» **Recorded data**:
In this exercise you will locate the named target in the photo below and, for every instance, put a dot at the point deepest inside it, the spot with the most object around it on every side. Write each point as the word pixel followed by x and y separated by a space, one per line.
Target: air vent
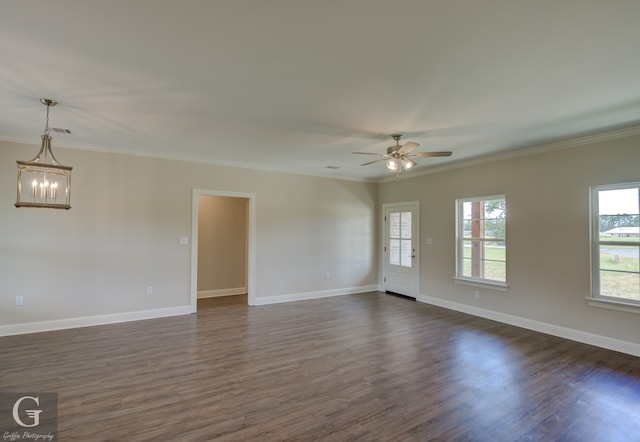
pixel 61 131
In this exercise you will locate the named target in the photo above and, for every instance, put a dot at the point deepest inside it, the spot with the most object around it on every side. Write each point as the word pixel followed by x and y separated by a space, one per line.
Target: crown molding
pixel 524 152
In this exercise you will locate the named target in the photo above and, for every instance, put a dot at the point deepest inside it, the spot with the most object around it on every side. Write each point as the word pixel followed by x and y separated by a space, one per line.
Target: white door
pixel 400 249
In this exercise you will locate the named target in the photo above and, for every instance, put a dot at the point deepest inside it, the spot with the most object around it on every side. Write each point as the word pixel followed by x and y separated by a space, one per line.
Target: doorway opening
pixel 222 246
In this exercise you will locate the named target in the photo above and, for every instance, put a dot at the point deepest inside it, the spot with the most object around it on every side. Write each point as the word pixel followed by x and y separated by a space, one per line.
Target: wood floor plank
pixel 357 367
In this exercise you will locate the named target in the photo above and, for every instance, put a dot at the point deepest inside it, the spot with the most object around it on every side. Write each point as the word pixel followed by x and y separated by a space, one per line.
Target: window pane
pixel 495 270
pixel 394 252
pixel 620 285
pixel 405 253
pixel 618 202
pixel 466 210
pixel 618 213
pixel 494 209
pixel 494 228
pixel 620 258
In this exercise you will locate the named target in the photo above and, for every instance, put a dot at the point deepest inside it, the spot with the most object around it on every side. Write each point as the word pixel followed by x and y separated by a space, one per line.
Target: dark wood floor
pixel 359 367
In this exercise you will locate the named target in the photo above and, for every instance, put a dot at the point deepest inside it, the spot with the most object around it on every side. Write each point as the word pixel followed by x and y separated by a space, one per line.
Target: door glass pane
pixel 405 256
pixel 394 225
pixel 405 225
pixel 394 252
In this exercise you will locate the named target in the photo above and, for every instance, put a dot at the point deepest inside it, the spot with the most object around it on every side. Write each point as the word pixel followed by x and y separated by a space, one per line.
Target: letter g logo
pixel 33 414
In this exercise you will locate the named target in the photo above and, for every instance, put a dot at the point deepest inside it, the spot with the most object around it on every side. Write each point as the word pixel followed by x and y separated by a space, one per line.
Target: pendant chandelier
pixel 43 181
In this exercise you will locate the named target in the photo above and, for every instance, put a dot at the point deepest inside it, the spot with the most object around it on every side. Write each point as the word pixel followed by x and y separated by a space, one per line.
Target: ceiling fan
pixel 398 157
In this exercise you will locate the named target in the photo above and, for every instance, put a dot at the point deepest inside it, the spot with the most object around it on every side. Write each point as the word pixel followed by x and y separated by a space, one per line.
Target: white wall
pixel 547 237
pixel 122 235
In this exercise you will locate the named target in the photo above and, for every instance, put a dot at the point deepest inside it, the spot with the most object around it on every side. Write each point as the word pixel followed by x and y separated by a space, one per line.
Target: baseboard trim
pixel 542 327
pixel 314 295
pixel 221 292
pixel 88 321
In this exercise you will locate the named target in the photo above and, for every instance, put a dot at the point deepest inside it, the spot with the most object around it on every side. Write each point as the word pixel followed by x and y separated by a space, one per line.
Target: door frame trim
pixel 251 241
pixel 383 241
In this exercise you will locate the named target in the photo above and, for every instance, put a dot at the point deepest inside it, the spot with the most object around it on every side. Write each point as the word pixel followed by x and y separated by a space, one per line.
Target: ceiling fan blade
pixel 431 154
pixel 408 147
pixel 374 161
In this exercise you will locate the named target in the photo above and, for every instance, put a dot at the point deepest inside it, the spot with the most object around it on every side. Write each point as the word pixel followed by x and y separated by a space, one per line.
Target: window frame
pixel 460 239
pixel 595 298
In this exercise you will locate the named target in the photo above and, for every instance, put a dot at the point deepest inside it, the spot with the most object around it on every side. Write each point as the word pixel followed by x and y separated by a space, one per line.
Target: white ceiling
pixel 299 85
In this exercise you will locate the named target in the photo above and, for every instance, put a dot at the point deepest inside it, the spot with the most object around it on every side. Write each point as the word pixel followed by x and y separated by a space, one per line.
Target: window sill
pixel 483 284
pixel 614 304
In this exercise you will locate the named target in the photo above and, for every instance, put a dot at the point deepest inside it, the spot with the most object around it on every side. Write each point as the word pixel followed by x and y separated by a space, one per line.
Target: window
pixel 481 251
pixel 615 243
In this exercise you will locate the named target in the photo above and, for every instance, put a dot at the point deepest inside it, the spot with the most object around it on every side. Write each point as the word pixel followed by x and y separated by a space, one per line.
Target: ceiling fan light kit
pixel 398 157
pixel 43 182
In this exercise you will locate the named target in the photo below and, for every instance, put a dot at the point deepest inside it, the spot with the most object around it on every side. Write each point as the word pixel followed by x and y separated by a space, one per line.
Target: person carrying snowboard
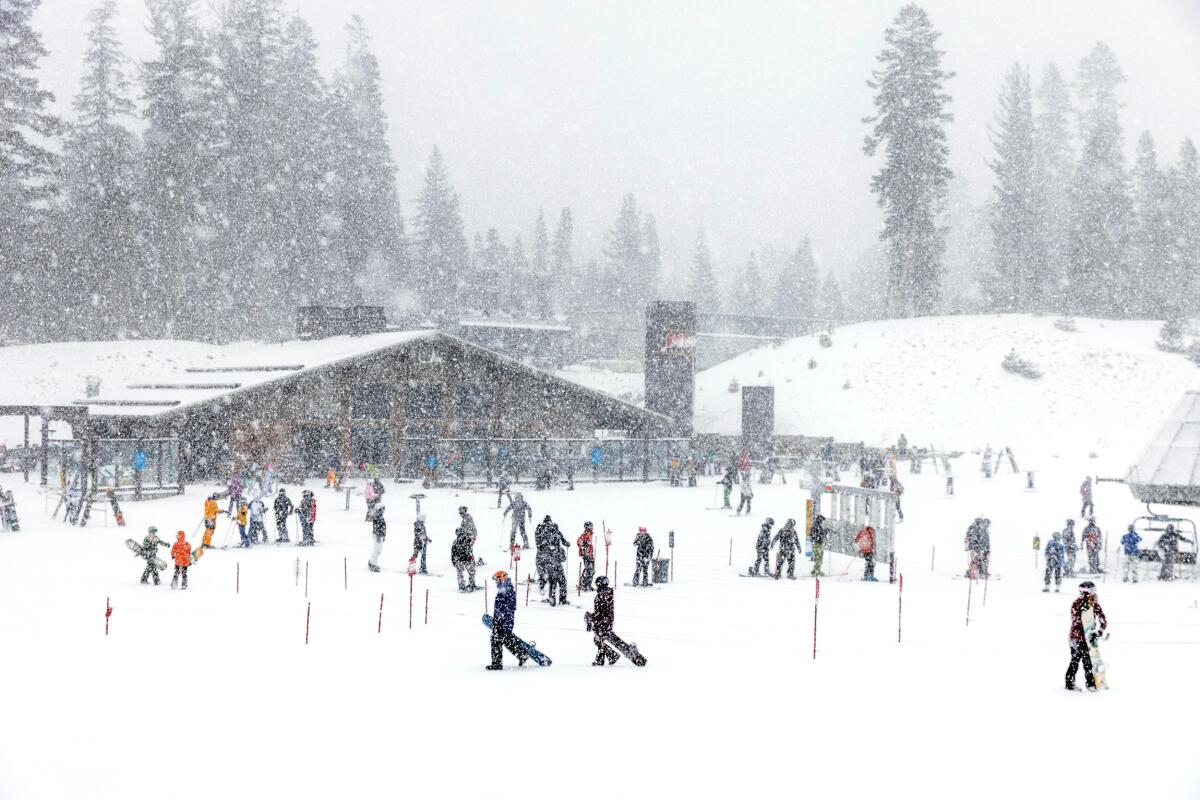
pixel 149 552
pixel 462 557
pixel 762 548
pixel 1086 602
pixel 1055 557
pixel 865 541
pixel 1091 539
pixel 504 617
pixel 378 534
pixel 1129 554
pixel 587 555
pixel 645 552
pixel 181 552
pixel 420 542
pixel 283 509
pixel 521 510
pixel 747 489
pixel 789 542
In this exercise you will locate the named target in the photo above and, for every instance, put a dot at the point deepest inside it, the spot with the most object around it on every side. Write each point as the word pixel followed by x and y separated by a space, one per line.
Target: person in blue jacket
pixel 1056 555
pixel 504 614
pixel 1129 548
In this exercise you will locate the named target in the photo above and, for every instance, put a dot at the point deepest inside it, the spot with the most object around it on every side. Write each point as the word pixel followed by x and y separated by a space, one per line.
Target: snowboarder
pixel 1091 539
pixel 504 617
pixel 1055 557
pixel 420 542
pixel 1129 551
pixel 865 541
pixel 520 510
pixel 149 552
pixel 1086 602
pixel 817 536
pixel 747 489
pixel 181 552
pixel 789 542
pixel 307 513
pixel 587 555
pixel 1169 543
pixel 762 548
pixel 378 533
pixel 463 558
pixel 645 546
pixel 283 509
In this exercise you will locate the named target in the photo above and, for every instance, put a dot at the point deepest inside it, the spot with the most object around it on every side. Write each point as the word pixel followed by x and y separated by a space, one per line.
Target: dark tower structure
pixel 671 361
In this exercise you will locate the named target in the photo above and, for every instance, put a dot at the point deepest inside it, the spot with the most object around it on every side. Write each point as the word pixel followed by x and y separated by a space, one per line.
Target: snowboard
pixel 137 548
pixel 527 648
pixel 1092 636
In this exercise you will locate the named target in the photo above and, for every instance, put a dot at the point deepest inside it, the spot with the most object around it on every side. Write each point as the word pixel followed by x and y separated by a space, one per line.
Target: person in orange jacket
pixel 183 554
pixel 865 541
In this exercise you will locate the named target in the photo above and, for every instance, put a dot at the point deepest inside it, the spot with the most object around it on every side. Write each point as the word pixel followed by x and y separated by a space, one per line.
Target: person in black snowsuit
pixel 762 548
pixel 645 546
pixel 282 510
pixel 420 542
pixel 789 542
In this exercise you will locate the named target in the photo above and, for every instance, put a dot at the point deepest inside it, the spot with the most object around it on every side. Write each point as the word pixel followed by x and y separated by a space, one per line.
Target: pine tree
pixel 796 289
pixel 1056 162
pixel 101 184
pixel 439 240
pixel 1018 281
pixel 910 124
pixel 1101 206
pixel 702 288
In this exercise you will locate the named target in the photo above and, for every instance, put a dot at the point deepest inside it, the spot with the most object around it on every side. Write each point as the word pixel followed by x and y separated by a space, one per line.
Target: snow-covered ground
pixel 213 692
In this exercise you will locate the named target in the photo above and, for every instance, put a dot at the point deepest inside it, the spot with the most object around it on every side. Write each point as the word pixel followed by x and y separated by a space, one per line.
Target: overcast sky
pixel 743 118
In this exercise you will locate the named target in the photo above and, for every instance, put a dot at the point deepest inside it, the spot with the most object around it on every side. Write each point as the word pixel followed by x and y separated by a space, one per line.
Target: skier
pixel 463 558
pixel 378 533
pixel 865 541
pixel 587 555
pixel 521 510
pixel 1091 539
pixel 1055 557
pixel 283 509
pixel 420 542
pixel 307 513
pixel 1086 602
pixel 789 542
pixel 645 546
pixel 1129 549
pixel 747 488
pixel 817 535
pixel 1068 542
pixel 181 552
pixel 504 615
pixel 762 548
pixel 149 552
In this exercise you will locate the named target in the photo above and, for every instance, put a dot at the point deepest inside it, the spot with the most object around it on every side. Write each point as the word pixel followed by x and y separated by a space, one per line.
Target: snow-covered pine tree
pixel 1102 211
pixel 702 288
pixel 910 125
pixel 103 296
pixel 179 185
pixel 1153 276
pixel 441 245
pixel 1018 277
pixel 797 284
pixel 1056 162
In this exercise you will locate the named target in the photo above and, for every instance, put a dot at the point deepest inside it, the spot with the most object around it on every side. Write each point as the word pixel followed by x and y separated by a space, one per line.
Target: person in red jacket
pixel 865 541
pixel 588 555
pixel 1084 611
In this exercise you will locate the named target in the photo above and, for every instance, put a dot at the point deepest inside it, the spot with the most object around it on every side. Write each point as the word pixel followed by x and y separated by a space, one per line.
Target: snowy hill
pixel 939 380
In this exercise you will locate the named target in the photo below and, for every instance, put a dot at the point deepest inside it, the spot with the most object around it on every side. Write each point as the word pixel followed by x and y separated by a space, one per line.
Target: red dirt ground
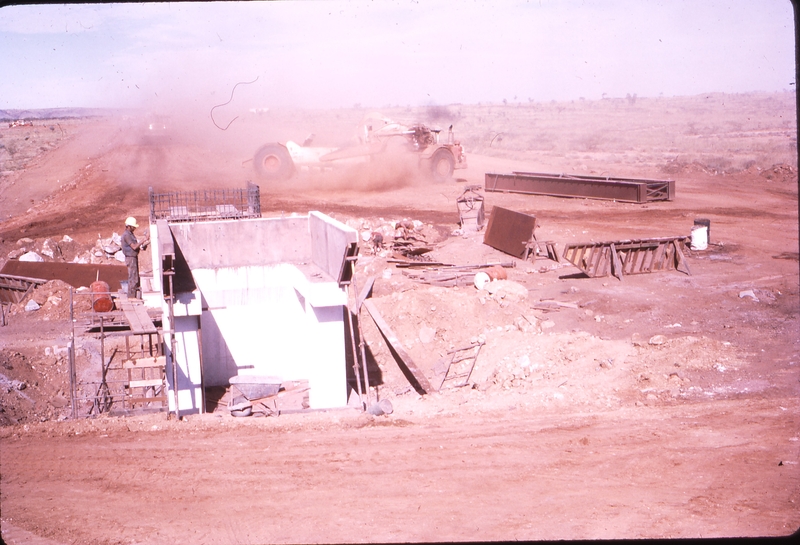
pixel 577 424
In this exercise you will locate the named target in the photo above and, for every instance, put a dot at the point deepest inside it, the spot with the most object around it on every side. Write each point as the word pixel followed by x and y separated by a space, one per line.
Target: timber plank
pixel 403 359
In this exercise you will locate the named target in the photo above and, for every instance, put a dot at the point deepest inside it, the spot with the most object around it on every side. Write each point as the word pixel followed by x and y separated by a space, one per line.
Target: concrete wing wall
pixel 329 239
pixel 242 243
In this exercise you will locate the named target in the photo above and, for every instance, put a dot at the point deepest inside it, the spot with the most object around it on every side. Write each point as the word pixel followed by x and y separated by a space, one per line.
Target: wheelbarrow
pixel 253 389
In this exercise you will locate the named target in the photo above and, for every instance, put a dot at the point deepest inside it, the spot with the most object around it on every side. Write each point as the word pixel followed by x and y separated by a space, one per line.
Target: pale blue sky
pixel 339 53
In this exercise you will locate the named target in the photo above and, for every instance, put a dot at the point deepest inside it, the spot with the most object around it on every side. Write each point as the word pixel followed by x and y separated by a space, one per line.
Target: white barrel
pixel 699 237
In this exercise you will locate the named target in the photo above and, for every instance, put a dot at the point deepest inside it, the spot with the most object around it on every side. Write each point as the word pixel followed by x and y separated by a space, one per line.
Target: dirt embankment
pixel 662 405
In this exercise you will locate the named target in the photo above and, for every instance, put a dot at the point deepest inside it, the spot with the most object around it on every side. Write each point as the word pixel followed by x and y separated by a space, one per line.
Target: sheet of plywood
pixel 509 231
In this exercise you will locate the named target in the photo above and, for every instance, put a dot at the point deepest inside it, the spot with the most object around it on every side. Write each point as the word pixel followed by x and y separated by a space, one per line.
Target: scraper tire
pixel 442 165
pixel 273 162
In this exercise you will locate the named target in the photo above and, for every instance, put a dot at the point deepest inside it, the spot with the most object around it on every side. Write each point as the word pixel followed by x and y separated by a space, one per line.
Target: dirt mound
pixel 780 173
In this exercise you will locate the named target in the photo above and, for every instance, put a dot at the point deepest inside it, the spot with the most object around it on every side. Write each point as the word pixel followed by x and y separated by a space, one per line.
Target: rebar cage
pixel 206 204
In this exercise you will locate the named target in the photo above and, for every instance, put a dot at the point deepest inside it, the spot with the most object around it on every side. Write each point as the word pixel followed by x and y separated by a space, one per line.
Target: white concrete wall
pixel 260 314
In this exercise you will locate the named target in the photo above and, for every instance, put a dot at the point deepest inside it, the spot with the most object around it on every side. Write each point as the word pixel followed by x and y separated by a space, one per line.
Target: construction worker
pixel 130 248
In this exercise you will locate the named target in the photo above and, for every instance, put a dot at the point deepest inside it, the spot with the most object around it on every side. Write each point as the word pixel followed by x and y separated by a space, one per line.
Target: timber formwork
pixel 626 257
pixel 634 190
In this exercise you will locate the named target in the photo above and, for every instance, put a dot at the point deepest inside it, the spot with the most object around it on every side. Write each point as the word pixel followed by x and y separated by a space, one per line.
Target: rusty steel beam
pixel 624 257
pixel 635 190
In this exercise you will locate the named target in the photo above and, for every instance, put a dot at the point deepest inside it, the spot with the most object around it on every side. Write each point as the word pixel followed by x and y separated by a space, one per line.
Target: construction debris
pixel 456 367
pixel 626 257
pixel 442 274
pixel 407 365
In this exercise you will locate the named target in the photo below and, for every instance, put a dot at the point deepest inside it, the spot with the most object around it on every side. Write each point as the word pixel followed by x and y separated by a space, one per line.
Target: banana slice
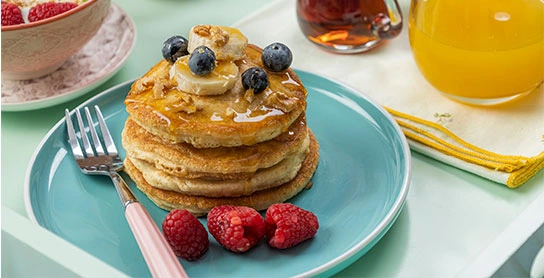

» **Exercise brief**:
Return the material from its first line through the line containing "pixel 61 131", both ends included, reproduced verbatim, and omit the pictures.

» **Written answer**:
In this exercise you will locate the named target in the photo below and, for every instance, put a dot at the point deepest inside it, the spot with the most object around it on every side. Write each point as the word pixel followed by x and y separated by a space, one per line.
Target: air vent
pixel 61 131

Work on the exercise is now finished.